Please pick up the article on the Jewish Film Festival after its last sentence and keep writing it.
* Start EXTRACTED TEXT *
The Jewish Film Festival is back with more thought-provoking movies
November 1, 2019
For 21 years The Roth Family JCC's Jewish Film Festival in partnership with Maitland's Enzian Theater has been entertaining the community with exceptional films. This year's crop of films continues this reputation as well as adding one more film. From intrigue to love-in-later-life to a documentary, the films cover the gamut of topics.
The series kicks off on Nov. 9, at the Orlando Science Center (777 E. Princeton St.), 7:30 p.m., with the 15-minute film "How To Swim," which isn't really about swimming-it's much more than that. As you watch a young pregnant woman befriend an older woman, you begin to wonder "Where is this going?" And soon you understand-and smile.
Filmed in Israel in 2018 and directed by Noa Gusakov, it was nominated for Best Short Film by the Israeli Film Academy. The film is in Hebrew with English subtitles.
Following "How to Swim" is the full-length movie "Love in Suspenders," which is also in Hebrew with English subtitles.
This romantic comedy reminded me of the movie "The Ghost and Mrs. Muir" (1947) because the lead character, Tami, still clings to her deceased husband, Yoni (Israeli Oscar winner Shlomo Bar-Aba), who refuses to let her go. He is very real to her (we see him too). Enter Beno. He is a widower whose heart of gold is larger than his pocketbook. Through a series of comedic interludes, the two find love with each other. It is the age-old story of letting go of the past to move on in life and love. Curious about the title, I did some research. Apparently, in Israel senior discounts shopping day is called Tuesdays in suspenders (shlishi b'shlaykes in Hebrew). So there you have it. Love is not spent only on the young. Thank goodness!
"Love in Suspenders" was filmed in Israel in 2019 and directed by Jorge Weller.
Next up is "The Spy Behind Home Plate." Shown on Sunday, Nov. 10, at the Enzian Theater, 1300 Orlando Ave, Maitland, at 11 a.m.
* End EXTRACTED TEXT *
* Start PROVIDED RECORDS *
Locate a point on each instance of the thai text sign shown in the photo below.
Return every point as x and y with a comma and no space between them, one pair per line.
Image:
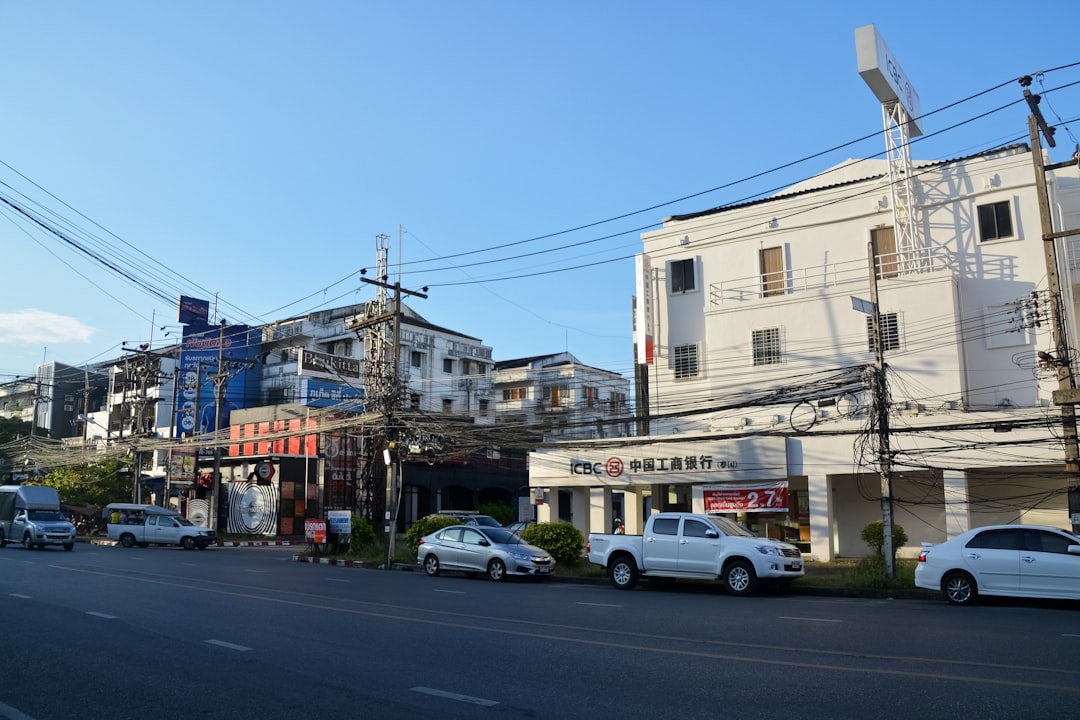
746,498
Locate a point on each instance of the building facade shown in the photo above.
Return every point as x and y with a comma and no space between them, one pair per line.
756,341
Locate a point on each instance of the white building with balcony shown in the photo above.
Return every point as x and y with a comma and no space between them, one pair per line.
758,356
562,397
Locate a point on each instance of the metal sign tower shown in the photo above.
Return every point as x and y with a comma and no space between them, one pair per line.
900,109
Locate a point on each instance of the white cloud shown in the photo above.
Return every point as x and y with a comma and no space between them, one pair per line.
39,326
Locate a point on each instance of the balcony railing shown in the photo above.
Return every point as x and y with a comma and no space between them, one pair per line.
829,274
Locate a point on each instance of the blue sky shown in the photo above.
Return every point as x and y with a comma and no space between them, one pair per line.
255,149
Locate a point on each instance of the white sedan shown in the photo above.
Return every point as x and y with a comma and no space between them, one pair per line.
1015,560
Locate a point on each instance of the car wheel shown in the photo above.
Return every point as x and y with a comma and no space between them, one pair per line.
959,588
740,578
623,573
497,570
* End PROVIDED RECORDS *
RESPONSE TO THE TASK:
Morris "Moe" Berg was a catcher and coach in Major League Baseball in the 1920s-'30s. He was just an average ball player and probably wouldn't be remembered except for his stint as a spy for the Office of Strategic Services during World War II. A brilliant man-he spoke several languages and could learn a language in a very short period of time, and read on average 10 newspapers a day-he was known as the "brainiest guy in baseball." This well-done documentary of Berg's life is entertaining even if you don't like baseball.
Made in the USA in 2019, and directed by Aviva Kempner-and it's in English. No subtitles!
Take a break after "The Spy Behind Home Plate" but come back at 2 p.m. for "Leona."
Filmed in Mexico (it is in Spanish with English subtitles), this film is immediately recognized as a story about a young woman, Ariela, having to choose between forbidden love and her Syrian-Jewish family and community. But is it just that story line? Throughout the movie, I kept wondering who 'Leona' was. She is never mentioned. The lead character is named Ariela. As it turns out, Ariela has stepped out of the traditional box of having to choose one way or the other and comes into her own feminine being. Her name is Ariela, which means lioness and in Hebrew, lioness is Leona. Ah, now I get it!
"Leona" was directed by Isaac Cherem.
"The Interpreter," shown on Monday, Nov. 11, 4 p.m. at the Enzian Theater, is full of mystery, intrigue, and plot twists.
Ali's parents were killed by the father of Georg, a 70-year-old a womanizer. This unlikely pair set off together to discover the truth about their fathers. Ali is looking for where his parents are buried; Georg wants to learn about his father's dark past.
Georg had always heard how honest and great his father had been. But with Ali's arrival (with gun in hand), was what he'd always believed the truth? As the two travel through the beautiful landscape of the Carpathian Mountains-Ali translating information that leads to the truth about Georg's father-Georg wonders, "Is it easier for the son of a murderer than the son of the victim?"
The changes in Georg become obvious as he sees the truth about his father, however there is just one more twist...
Filmed in Slovakia,Czech Republic and Austria in 2018, "The Interpreter" was directed by Martin Sulik. It is in German, Slovak and Russian with English subtitles.
"Tel Aviv on Fire" is a television show within a movie. It airs on Nov. 11, Monday, 7 p.m. at the Enzian Theater.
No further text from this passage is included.